Text provided.
Discernment is the ability to perceive from diverse perspectives, explore subtleties and nuance, and seek clarity and guidance from a place of broad awareness and inclusion.
- Practicing discernment counteracts a primal tendency to be narrow and closed.
- Choices made after a period of discernment feel more congruent in body and mind.
- To discern includes pausing and tuning into our perceptive centers in the head, heart, gut, and core… which avoids head-only decisions that do not take into account what matters to us.
- Discernment is a core aspect of intuitive guidance.
Our body-mind is designed to filter out sensations and pass through the ones it has “decided” are the most important. Alas, most of the louder sensations are about survival and can evoke fear, uncertainty, and doubt.
When we we take a powerful pause and ask, “What am I noticing?” …we’re inviting a broader not-just-survival perspective.
What am I noticing in my body? My limbs? My lower body? My gut? My heart? And yes, my head, too?
What emotions am I feeling in the parts of my body that I’m noticing?
Am I noticing conflict… congruence… heaviness… or lightness? How is my inner world interacting with what is outside of me in the environment?
What’s my current state of being? Do I need to shift before I am able to discern this from other perspectives?
Noticing with the intention to enhance our discernment helps us to travel within our body’s guidance system. We get to feel and interpret intuitive impulses that are much quieter and more subtle than noisy fears and doubts. A useful portal into this exploration can simply be to say to yourself… Hmmmm… what am I noticing here? And what else?

Data shown.
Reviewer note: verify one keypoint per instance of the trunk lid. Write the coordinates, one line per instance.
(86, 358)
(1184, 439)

Aim 1. In the text on discernment, what does practicing discernment counteract?
Aim 2. Reproduce the passage of the text on discernment starting with "- To discern" and going on through "of intuitive guidance.".

Final result 1. It counteracts a primal tendency to be narrow and closed.

Final result 2.
- To discern includes pausing and tuning into our perceptive centers in the head, heart, gut, and core… which avoids head-only decisions that do not take into account what matters to us.
- Discernment is a core aspect of intuitive guidance.